> [Data listing]:
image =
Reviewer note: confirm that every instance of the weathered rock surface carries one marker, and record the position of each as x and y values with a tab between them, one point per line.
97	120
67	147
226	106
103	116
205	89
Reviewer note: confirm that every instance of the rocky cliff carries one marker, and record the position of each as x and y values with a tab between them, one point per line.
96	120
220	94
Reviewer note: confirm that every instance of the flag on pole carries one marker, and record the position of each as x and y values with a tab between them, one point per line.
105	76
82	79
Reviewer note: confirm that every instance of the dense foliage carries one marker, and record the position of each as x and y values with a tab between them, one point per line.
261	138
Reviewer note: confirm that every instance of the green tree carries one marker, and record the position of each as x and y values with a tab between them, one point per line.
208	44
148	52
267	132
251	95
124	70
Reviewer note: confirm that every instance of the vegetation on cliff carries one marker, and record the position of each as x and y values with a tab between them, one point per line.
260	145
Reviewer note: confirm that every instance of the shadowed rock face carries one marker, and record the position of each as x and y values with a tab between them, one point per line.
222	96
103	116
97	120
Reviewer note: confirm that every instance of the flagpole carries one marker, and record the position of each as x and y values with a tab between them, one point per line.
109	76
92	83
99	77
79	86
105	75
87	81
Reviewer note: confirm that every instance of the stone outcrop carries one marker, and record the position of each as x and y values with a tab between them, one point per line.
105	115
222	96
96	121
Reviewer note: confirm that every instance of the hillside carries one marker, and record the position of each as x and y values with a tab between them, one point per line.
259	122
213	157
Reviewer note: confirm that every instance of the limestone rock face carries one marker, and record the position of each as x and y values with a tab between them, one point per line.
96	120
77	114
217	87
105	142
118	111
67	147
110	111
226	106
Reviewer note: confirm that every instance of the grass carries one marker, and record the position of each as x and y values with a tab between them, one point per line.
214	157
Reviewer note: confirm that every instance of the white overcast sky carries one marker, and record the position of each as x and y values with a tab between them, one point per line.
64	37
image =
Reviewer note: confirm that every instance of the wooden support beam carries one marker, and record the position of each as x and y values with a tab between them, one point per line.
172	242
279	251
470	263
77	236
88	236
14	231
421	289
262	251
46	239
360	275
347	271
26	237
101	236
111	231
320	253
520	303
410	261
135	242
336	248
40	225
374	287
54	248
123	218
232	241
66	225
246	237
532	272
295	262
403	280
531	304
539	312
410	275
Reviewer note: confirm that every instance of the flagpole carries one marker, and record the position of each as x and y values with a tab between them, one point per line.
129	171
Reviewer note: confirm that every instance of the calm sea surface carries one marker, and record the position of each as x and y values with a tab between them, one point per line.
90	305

> [Exercise details]:
Reproduce every line of the data verbatim.

> [Solution for this task]:
image =
Reviewer note: confirm that every instance of the weathered rock surface carries one marker, and record the position of each as x and y values with a tab between them, one point per line.
97	120
67	147
226	106
103	116
205	89
Reviewer note: confirm that every instance of the rocky cliff carries one marker, and record the position of each as x and y values with a tab between them, one point per line.
96	120
220	94
Reviewer note: confirm that every instance of the flag on pole carries one marker, and record the position of each as x and y values with a tab between them, one point per line.
105	76
82	79
Reviewer note: confirm that every instance of the dense foliage carries one marker, and record the position of each as x and y values with a tab between them, one point per line.
261	138
Reviewer note: confirm that every instance of the green tree carries one marker, and record the position of each as x and y values with a tab between them, one point per line.
208	44
148	52
267	132
251	95
124	70
Reviewer note: confirm that every instance of the vegetation on cliff carries one marker, and record the position of each as x and y values with a tab between them, one point per line.
260	145
Reviewer note: confirm that every instance of the shadowed rock face carries one marker, and record the position of each as x and y values with a tab between them, one point per line.
222	96
103	116
97	120
Reviewer note: confirm that every instance of the flagpole carries one marker, and record the position of each as x and y values with a tab between them, one point per line.
109	76
92	83
99	77
79	86
105	75
87	81
Reviewer note: confirm that every instance of the stone outcrop carries one marker, and record the position of each as x and y values with a tab between them, one point per line.
105	115
222	96
96	121
Reviewer note: confirm that every instance of the hillside carries one marker, and record the position of each as x and y values with a tab between them, one point per line.
259	122
213	157
Reviewer note: confirm that every instance of the limestone rock face carries one marker, and record the position of each as x and y values with a tab between them, one point per line.
96	120
77	114
217	87
105	142
118	111
67	147
110	111
226	106
Reviewer note: confirm that every instance of the grass carries one marker, and record the position of each as x and y values with a tab between them, one point per line.
214	157
Reviewer note: confirm that every instance of the white overcast sky carries one marker, and record the position of each as x and y values with a tab between them, one point per line.
64	37
image =
Reviewer note: confirm that every instance of the wooden support beam carries one marker, and record the position of each as x and y values with a tab between them, one point per line.
172	242
279	251
470	263
77	236
88	236
14	231
421	289
262	251
46	239
360	275
347	271
26	237
101	236
111	231
320	253
520	303
410	261
135	242
336	248
40	225
374	287
54	248
123	218
232	241
66	225
246	237
532	272
295	262
403	280
531	304
539	312
410	275
Reviewer note: confirm that every instance of the flagpole carries one marker, and record the position of each as x and y values with a tab between them, one point per line.
129	171
Reviewer note: confirm that every instance of the calm sea surface carries one marker, and record the position of each as x and y values with a tab between them, one point per line.
90	305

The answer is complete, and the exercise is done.